**Required work:** After locating the line that contains "Sample output: point(209, 84)" in the data below, set down exactly that line and each one after it through the line that contains "Sample output: point(184, 51)", and nothing more.

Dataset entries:
[Start of Attachment]
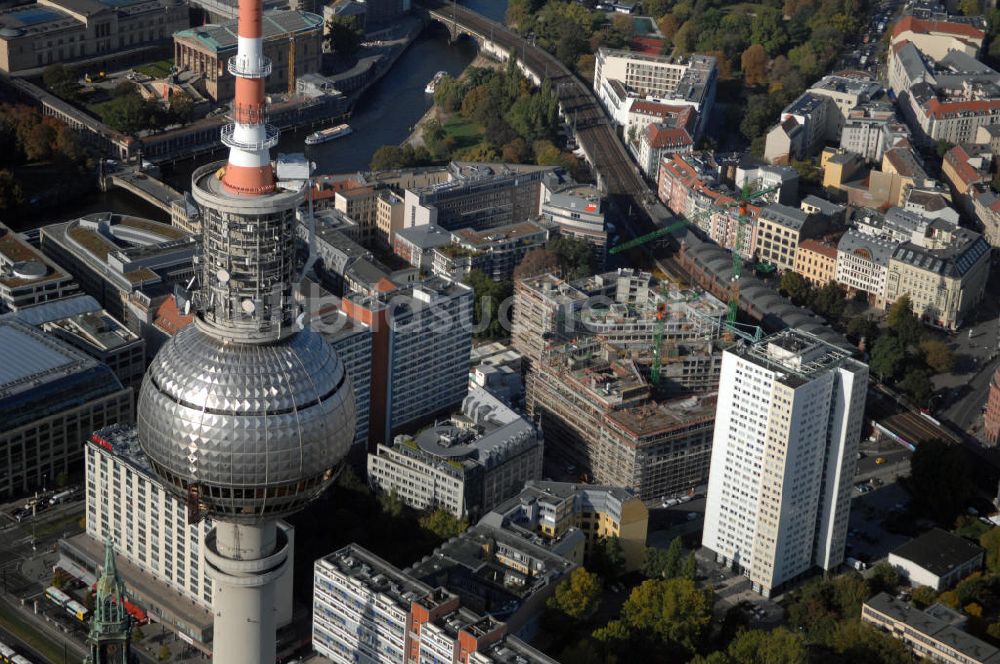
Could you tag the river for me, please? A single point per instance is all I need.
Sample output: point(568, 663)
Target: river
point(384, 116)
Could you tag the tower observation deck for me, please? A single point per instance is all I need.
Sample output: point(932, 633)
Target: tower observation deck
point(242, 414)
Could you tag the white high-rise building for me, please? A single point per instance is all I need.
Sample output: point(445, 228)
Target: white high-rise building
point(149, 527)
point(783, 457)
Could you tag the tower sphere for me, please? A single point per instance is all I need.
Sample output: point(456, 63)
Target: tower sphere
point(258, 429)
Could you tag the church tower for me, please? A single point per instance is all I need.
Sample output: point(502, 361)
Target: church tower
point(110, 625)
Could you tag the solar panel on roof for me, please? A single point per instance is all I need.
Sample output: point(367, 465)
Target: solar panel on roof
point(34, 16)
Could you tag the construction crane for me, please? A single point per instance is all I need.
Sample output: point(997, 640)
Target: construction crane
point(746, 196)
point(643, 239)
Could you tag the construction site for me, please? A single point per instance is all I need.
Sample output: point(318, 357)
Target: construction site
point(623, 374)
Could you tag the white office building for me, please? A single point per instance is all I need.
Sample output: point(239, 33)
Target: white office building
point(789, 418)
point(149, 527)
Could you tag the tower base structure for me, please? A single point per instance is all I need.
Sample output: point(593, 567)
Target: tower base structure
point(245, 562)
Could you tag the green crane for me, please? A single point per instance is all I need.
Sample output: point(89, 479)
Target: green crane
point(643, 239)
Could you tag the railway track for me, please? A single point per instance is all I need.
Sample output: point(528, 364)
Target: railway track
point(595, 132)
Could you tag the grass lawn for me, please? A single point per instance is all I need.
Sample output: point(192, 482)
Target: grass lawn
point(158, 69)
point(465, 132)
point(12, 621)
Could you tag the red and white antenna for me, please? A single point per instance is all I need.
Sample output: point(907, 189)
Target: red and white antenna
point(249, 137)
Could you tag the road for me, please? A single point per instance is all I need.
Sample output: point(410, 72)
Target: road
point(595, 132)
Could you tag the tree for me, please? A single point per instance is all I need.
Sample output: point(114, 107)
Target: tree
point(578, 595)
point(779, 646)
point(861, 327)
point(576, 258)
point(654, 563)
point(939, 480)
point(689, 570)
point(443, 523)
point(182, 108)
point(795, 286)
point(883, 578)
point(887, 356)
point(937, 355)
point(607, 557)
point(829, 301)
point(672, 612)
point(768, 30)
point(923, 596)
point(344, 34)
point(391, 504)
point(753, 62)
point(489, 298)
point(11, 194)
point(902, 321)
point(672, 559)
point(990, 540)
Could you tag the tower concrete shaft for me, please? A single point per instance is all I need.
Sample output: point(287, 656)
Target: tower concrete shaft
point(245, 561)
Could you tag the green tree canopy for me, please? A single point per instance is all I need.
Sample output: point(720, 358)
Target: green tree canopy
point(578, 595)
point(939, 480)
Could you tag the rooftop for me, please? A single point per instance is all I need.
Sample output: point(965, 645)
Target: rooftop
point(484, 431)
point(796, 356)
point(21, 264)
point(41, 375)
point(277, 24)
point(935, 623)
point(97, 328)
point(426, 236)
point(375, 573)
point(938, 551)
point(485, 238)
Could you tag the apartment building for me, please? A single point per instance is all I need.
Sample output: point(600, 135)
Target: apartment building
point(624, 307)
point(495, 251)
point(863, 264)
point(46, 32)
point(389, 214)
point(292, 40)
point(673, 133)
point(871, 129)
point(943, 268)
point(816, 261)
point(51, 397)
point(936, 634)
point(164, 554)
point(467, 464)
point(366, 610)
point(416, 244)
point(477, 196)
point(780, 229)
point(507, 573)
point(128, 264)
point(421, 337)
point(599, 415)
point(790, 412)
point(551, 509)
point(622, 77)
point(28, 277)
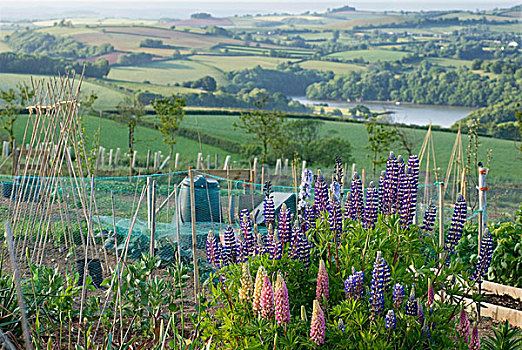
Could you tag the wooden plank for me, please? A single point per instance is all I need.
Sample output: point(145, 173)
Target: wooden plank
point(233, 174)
[End of Attachment]
[Start of Attachment]
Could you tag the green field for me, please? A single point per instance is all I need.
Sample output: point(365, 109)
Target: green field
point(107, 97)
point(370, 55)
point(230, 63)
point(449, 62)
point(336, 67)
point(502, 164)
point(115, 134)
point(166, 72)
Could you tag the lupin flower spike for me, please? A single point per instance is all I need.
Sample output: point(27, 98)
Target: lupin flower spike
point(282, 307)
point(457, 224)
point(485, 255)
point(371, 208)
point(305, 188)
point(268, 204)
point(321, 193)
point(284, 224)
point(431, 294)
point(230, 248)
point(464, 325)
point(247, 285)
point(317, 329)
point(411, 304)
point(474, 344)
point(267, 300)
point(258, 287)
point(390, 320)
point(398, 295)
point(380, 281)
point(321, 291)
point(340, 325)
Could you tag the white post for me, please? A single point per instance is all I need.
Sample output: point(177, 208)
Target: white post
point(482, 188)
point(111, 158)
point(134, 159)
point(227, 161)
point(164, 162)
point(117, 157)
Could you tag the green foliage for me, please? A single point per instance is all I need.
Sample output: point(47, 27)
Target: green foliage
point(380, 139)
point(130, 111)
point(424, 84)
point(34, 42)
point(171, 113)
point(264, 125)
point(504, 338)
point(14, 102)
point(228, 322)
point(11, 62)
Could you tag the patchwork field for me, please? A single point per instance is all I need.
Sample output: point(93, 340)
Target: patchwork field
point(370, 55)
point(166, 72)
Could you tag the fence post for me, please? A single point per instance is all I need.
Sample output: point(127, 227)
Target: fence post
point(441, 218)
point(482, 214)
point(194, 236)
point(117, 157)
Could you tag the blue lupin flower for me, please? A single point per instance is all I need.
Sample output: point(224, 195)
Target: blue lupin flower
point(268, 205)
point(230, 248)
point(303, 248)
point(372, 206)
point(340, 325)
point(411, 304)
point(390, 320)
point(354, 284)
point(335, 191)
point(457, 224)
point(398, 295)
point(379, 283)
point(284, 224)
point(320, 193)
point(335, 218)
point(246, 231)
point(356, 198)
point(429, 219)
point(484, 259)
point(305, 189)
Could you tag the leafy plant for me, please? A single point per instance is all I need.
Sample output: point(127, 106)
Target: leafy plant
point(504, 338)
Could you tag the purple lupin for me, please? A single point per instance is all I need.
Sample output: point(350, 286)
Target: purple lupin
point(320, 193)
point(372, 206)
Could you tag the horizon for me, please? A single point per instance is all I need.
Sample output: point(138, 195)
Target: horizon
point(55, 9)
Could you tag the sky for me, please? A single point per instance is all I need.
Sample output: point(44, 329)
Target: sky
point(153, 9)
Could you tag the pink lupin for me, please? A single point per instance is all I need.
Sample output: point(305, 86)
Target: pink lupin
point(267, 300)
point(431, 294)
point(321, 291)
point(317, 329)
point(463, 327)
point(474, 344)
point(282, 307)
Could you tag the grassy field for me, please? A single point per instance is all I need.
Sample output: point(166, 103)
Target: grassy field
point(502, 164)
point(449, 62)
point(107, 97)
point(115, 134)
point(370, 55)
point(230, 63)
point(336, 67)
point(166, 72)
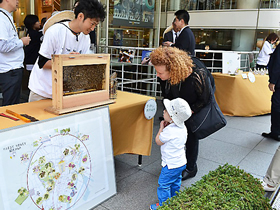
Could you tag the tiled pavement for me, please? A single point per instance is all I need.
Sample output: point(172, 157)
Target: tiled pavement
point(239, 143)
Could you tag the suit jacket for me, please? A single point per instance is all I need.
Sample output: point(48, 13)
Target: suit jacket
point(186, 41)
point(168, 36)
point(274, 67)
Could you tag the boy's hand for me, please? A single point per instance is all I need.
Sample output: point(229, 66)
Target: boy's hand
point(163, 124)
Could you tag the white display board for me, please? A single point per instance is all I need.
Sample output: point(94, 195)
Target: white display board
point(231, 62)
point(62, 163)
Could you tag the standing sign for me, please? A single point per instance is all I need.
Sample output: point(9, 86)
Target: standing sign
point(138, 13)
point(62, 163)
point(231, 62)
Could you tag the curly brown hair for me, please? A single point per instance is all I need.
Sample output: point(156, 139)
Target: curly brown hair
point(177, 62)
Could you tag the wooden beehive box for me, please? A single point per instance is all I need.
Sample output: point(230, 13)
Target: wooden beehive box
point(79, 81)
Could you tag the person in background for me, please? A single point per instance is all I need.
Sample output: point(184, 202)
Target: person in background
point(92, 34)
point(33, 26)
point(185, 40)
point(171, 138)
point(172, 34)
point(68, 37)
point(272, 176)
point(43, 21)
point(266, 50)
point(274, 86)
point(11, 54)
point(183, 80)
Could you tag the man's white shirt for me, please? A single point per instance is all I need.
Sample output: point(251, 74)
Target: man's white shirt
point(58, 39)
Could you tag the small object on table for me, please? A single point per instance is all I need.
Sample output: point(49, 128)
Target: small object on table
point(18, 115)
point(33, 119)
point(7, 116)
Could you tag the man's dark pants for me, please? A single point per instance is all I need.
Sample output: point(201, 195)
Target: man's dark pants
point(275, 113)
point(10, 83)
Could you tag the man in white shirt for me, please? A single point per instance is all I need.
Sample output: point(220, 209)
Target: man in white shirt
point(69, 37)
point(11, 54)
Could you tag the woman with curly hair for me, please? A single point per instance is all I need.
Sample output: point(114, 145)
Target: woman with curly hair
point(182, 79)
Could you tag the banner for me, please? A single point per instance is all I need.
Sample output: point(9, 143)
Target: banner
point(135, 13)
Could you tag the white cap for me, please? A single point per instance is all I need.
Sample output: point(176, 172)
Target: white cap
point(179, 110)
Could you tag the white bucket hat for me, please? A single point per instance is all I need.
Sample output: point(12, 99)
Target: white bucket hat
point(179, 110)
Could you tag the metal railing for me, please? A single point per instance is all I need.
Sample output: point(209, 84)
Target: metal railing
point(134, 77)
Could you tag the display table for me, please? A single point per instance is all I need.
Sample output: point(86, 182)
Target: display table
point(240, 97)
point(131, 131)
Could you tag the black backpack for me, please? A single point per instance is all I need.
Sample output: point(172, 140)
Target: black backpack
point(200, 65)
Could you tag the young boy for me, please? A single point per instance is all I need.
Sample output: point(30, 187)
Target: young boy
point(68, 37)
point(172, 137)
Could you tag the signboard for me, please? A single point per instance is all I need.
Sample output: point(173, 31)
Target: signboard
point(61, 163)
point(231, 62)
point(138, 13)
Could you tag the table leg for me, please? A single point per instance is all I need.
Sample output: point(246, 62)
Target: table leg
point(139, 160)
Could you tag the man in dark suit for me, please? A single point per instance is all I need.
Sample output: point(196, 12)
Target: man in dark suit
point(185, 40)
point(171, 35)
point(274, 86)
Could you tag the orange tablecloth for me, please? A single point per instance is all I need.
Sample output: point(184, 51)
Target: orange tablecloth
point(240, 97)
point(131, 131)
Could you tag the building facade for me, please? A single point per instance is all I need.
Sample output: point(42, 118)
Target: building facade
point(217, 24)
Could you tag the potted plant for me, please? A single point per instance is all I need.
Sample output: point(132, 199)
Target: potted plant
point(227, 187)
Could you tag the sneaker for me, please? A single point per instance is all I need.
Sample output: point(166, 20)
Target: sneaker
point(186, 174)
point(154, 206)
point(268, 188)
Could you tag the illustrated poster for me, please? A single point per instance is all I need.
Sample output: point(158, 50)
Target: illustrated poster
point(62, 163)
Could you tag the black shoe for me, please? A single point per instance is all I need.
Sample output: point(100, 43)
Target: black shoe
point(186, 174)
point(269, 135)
[End of Attachment]
[Start of Attachment]
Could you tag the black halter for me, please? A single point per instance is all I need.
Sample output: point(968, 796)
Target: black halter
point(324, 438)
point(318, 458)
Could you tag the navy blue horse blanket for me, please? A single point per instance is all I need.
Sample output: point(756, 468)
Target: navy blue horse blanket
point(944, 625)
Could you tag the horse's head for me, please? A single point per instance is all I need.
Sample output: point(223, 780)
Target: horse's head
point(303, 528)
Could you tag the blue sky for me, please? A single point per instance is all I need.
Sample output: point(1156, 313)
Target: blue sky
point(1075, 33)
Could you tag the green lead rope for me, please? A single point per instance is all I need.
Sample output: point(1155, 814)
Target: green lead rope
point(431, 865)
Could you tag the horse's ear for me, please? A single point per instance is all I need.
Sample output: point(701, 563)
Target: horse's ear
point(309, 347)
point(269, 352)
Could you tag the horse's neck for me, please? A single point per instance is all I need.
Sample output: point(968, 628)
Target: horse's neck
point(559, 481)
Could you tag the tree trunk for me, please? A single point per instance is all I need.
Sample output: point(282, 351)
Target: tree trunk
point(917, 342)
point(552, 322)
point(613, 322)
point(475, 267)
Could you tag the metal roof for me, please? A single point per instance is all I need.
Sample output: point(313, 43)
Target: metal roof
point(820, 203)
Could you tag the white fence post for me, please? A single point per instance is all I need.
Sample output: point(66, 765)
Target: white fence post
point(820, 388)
[End of Attachment]
**Your solution:**
Sample output: point(209, 84)
Target: metal railing
point(134, 77)
Could you tag the display table for me, please? A single point per instance is all I need.
Sample output: point(86, 182)
Target: display table
point(240, 97)
point(131, 131)
Could you tag the black backpack for me, please? A single point per instance is all I need.
Sample output: point(172, 140)
Target: black backpack
point(200, 65)
Could you tag the young boy for me, please? A single point per instance is all I need.
Sample output: point(30, 187)
Target: young boy
point(68, 37)
point(172, 137)
Could you tag the signboard for me, please? A single point per instance is all I need.
Sample output: point(173, 31)
Target: signboard
point(61, 163)
point(231, 62)
point(138, 13)
Could you tag the table leg for me, please? A single point per instance is all I need.
Sample output: point(246, 62)
Target: table leg
point(139, 160)
Could you tag the man in dark suit for me, please? A single point per instance is all I need.
Sample output: point(196, 12)
Target: man in dark suit
point(185, 40)
point(171, 35)
point(274, 86)
Could you tag the orange tablecloth for me, please? A single point per instance is all I need.
Sample output: point(184, 51)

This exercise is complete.